**Items from a dataset**
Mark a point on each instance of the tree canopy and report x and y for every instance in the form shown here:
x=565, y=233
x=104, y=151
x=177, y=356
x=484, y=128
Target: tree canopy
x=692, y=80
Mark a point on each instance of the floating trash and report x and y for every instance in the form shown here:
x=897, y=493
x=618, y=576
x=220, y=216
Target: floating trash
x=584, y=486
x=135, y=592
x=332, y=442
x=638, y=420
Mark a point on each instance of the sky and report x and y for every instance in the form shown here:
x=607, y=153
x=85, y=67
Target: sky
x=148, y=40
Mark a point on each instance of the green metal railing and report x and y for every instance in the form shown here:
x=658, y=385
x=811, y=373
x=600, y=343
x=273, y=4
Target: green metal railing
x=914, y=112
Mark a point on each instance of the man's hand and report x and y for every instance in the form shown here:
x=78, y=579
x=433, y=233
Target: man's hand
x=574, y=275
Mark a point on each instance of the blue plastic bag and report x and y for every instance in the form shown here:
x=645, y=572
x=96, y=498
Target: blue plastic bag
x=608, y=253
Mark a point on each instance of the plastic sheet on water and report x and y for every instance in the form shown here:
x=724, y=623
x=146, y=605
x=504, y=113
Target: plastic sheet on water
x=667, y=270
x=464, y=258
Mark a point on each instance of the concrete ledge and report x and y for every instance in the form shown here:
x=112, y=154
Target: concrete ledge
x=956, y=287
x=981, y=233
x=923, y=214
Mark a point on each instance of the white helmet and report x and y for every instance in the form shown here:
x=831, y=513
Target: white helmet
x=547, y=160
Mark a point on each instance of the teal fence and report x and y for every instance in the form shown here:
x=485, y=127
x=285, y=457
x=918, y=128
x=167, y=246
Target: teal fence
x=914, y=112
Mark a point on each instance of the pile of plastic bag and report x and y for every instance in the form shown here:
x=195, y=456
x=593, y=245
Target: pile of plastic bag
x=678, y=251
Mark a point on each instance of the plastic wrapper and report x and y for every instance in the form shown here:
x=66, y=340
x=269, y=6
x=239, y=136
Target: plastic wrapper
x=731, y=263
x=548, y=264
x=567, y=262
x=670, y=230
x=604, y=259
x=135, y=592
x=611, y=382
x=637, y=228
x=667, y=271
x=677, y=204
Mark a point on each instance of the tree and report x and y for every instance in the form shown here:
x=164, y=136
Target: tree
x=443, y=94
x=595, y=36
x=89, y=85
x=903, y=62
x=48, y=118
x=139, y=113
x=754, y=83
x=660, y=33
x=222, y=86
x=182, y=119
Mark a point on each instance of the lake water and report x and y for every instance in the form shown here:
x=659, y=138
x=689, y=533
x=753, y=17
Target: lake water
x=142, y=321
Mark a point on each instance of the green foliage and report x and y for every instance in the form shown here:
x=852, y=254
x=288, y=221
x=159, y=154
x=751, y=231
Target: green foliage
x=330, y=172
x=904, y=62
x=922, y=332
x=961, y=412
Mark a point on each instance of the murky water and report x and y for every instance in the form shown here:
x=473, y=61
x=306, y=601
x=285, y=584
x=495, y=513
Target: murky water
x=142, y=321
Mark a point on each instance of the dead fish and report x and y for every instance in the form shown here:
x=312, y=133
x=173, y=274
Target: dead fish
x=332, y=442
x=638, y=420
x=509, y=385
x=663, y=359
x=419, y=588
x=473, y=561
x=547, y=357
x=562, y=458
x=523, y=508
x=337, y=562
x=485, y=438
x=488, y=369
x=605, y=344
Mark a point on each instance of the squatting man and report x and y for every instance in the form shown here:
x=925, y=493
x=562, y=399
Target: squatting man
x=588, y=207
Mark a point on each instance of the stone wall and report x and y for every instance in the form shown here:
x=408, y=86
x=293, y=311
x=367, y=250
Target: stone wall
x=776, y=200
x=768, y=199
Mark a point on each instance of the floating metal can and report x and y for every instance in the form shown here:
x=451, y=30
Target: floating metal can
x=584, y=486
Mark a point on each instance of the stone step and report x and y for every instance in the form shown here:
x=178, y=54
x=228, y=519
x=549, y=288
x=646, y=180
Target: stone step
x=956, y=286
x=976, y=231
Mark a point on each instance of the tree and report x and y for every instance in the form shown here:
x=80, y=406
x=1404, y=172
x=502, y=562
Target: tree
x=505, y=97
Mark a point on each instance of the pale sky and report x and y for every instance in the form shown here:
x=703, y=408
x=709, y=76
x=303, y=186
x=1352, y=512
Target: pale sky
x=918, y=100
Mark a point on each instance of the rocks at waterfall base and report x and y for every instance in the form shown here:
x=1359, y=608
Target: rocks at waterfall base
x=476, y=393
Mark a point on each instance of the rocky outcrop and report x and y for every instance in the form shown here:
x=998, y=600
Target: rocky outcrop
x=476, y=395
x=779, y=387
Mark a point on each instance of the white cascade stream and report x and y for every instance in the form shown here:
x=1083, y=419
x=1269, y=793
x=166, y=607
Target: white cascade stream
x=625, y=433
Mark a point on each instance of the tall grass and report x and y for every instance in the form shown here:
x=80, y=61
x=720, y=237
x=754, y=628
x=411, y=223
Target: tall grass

**WORK ITEM**
Which lines above hold the string "tall"? Copy every one of them.

**RESULT OF THIS TASK**
Mark a point on each instance of the tall grass and report x and y for every instance in the form shown here:
Target: tall grass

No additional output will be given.